== Dataset records

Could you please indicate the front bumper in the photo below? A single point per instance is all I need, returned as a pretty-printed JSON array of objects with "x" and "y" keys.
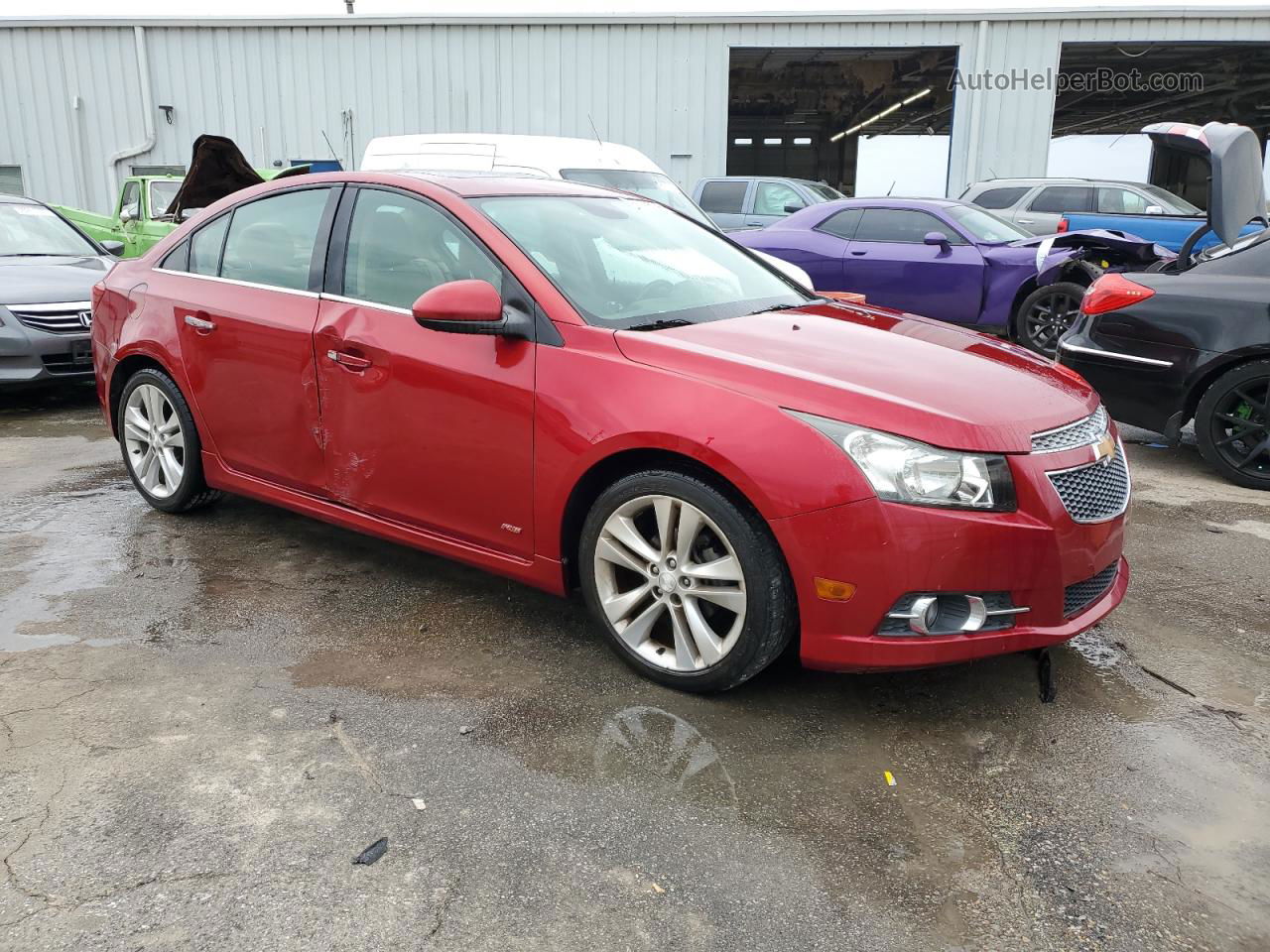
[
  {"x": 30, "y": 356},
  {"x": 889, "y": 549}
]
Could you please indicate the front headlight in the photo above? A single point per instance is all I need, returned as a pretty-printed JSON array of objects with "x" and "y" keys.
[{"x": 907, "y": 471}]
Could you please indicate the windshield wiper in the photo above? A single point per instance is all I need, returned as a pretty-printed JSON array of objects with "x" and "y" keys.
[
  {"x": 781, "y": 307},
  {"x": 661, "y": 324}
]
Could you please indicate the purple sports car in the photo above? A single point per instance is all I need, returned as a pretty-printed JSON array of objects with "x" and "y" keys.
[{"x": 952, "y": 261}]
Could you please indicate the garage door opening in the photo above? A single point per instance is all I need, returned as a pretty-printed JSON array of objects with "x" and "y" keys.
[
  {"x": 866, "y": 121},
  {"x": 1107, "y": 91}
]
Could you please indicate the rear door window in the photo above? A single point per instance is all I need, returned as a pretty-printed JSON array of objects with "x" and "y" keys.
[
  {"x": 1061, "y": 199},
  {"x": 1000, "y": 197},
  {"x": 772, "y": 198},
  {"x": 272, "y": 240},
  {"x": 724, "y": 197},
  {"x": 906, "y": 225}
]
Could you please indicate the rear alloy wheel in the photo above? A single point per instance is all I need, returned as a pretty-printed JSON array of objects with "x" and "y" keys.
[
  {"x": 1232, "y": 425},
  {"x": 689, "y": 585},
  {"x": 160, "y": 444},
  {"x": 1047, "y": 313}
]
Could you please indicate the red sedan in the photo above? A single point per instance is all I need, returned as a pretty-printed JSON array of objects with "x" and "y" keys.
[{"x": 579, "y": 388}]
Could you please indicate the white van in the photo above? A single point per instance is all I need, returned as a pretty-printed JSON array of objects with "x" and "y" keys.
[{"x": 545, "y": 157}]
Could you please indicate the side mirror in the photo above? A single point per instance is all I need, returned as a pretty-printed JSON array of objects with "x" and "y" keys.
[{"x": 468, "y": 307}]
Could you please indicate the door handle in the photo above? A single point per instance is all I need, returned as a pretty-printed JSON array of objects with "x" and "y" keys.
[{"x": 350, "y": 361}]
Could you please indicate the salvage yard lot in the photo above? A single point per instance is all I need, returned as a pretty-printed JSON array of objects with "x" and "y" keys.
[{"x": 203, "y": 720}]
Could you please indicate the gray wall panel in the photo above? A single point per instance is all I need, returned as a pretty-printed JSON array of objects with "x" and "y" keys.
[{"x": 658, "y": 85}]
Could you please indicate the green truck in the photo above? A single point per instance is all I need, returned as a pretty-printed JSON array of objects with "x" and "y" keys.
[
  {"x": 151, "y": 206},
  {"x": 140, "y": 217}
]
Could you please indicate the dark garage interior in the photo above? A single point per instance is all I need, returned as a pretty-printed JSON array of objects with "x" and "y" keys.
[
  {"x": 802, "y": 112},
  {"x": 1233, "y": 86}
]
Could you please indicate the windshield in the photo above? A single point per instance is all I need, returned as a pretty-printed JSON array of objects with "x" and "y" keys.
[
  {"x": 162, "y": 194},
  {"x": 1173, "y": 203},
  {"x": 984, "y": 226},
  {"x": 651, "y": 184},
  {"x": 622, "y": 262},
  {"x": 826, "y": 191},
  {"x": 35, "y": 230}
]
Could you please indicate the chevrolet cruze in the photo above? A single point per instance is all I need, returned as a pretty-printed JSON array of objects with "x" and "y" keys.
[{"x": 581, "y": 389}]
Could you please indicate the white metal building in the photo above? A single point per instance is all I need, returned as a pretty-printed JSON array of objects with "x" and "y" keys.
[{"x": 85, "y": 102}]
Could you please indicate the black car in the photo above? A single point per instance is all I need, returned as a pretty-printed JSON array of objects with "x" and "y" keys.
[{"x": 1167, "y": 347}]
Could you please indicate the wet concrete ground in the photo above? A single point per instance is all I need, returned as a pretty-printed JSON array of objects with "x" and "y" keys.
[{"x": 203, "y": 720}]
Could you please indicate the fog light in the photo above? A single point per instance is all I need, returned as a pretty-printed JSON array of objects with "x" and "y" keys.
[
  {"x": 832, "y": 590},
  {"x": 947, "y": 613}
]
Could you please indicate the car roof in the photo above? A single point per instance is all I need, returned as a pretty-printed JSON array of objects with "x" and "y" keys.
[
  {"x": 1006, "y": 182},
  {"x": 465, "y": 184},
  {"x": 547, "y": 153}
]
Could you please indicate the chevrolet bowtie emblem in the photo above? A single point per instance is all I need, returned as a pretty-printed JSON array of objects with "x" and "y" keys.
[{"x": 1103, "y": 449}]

====
== Dataset records

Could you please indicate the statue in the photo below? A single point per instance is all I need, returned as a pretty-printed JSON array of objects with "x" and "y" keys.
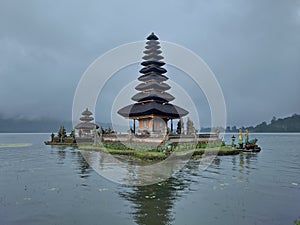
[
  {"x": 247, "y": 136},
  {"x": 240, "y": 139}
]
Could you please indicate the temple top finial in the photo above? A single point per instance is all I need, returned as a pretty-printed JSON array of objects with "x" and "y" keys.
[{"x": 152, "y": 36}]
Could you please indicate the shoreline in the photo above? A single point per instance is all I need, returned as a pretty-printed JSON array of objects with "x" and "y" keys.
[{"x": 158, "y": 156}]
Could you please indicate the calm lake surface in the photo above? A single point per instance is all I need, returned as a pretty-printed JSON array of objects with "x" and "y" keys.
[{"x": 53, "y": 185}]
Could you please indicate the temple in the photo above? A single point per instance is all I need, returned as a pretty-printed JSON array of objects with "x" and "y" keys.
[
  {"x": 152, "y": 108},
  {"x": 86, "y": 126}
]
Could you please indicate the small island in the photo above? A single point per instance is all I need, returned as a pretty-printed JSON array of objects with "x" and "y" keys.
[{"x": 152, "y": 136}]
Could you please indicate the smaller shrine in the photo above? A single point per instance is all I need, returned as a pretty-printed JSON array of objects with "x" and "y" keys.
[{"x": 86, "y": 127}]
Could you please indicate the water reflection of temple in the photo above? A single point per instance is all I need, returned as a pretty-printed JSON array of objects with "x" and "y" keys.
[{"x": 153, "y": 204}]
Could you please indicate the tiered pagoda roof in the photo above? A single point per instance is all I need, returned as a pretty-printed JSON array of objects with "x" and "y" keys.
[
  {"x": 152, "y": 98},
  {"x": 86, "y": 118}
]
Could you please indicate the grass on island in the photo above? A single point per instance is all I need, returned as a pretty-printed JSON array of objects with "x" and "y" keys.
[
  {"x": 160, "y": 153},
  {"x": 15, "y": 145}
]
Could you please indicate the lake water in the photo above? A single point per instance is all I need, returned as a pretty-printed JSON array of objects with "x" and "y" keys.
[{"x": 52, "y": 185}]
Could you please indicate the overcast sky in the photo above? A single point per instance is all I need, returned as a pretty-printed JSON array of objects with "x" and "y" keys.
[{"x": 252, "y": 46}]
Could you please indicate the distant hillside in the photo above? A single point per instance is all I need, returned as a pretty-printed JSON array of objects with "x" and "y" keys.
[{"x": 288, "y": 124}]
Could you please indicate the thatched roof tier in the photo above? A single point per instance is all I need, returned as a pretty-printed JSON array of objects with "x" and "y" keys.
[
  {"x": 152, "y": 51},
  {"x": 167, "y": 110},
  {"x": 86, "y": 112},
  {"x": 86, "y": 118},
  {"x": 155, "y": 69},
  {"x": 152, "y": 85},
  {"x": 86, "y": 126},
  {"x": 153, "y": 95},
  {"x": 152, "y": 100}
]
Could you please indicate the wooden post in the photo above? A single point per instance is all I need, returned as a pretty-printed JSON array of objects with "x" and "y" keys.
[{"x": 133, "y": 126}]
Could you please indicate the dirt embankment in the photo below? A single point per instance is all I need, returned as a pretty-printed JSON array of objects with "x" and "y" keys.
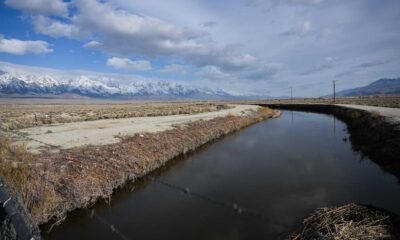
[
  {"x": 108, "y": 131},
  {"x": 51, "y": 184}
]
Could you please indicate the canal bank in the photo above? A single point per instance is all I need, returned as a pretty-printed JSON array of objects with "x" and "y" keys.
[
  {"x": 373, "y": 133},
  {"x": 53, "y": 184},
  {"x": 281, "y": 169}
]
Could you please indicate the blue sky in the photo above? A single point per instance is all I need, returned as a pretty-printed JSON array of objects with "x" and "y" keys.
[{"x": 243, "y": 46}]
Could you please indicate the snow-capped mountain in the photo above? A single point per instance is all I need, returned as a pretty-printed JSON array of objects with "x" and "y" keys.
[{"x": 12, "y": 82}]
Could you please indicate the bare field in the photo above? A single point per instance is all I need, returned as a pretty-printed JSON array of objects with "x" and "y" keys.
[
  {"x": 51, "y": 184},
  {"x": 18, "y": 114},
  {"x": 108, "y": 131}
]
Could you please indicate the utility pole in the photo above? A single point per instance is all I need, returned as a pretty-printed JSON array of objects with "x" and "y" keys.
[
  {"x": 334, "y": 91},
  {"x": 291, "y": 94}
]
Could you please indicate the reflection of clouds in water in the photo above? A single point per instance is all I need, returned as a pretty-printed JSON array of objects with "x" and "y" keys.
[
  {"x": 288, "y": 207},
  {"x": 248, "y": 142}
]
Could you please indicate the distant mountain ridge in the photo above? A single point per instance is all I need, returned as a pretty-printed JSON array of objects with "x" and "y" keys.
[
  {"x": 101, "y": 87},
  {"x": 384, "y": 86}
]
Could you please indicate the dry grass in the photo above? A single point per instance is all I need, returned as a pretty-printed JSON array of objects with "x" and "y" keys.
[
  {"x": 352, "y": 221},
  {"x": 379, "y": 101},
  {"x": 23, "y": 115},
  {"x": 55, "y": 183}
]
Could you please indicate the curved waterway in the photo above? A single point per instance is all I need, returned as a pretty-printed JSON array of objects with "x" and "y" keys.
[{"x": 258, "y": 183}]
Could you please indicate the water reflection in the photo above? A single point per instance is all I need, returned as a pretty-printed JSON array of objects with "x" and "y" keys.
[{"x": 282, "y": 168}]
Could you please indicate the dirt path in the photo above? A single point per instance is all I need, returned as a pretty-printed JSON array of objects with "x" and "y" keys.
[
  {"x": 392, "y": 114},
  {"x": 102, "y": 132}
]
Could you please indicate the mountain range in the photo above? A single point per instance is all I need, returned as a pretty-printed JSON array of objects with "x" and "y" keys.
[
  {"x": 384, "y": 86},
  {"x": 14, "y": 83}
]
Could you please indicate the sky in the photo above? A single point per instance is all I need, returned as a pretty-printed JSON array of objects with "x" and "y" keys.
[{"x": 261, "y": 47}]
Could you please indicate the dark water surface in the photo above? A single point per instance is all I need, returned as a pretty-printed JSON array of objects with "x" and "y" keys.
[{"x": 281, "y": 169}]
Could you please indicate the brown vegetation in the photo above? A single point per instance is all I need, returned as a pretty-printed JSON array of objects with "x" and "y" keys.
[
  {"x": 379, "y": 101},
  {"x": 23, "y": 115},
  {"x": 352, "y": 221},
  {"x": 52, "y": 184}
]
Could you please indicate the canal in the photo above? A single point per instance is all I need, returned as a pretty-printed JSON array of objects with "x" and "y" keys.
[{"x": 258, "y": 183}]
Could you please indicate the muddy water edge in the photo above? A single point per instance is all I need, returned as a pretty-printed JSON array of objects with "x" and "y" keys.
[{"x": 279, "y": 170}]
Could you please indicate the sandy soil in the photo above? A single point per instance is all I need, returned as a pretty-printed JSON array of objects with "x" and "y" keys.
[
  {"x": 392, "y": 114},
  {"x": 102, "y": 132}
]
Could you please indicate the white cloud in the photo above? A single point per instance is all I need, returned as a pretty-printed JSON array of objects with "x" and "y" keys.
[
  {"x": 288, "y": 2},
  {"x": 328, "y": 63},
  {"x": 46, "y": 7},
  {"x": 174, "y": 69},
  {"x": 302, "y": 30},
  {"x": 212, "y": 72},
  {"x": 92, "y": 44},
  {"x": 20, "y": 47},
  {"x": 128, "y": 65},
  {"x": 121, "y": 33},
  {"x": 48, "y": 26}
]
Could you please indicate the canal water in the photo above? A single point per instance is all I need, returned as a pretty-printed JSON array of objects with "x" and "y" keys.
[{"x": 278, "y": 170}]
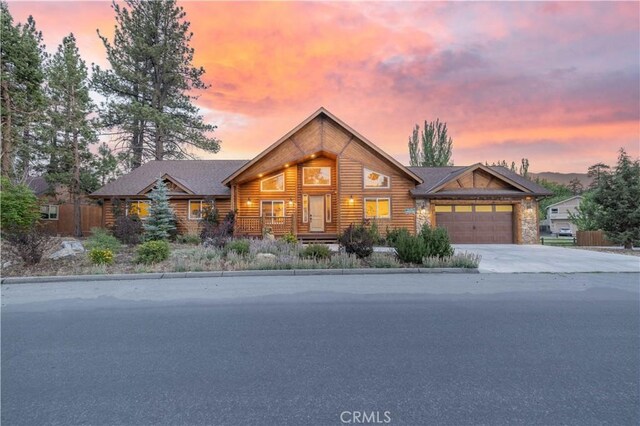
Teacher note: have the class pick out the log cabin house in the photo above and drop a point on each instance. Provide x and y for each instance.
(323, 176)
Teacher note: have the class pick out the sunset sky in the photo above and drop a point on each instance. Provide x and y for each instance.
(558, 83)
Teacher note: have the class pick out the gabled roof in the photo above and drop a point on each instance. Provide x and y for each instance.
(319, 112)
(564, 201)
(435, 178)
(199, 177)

====
== Dataset records

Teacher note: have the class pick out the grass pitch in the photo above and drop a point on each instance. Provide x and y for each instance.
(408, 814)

====

Show every line of the rows above that contains the string "surface", copying each line in full. Case counts when matching.

| Answer to the exercise |
Could you please indicate the calm lake surface in the photo above? A single point per instance is all I need, returned as a pretty-printed JSON array of objects with "x" and "y" keys.
Could you please indicate the dark water surface in the photo above? A single point per instance is all I need, returned as a pretty-printed JSON array of objects with "x" and "y" keys.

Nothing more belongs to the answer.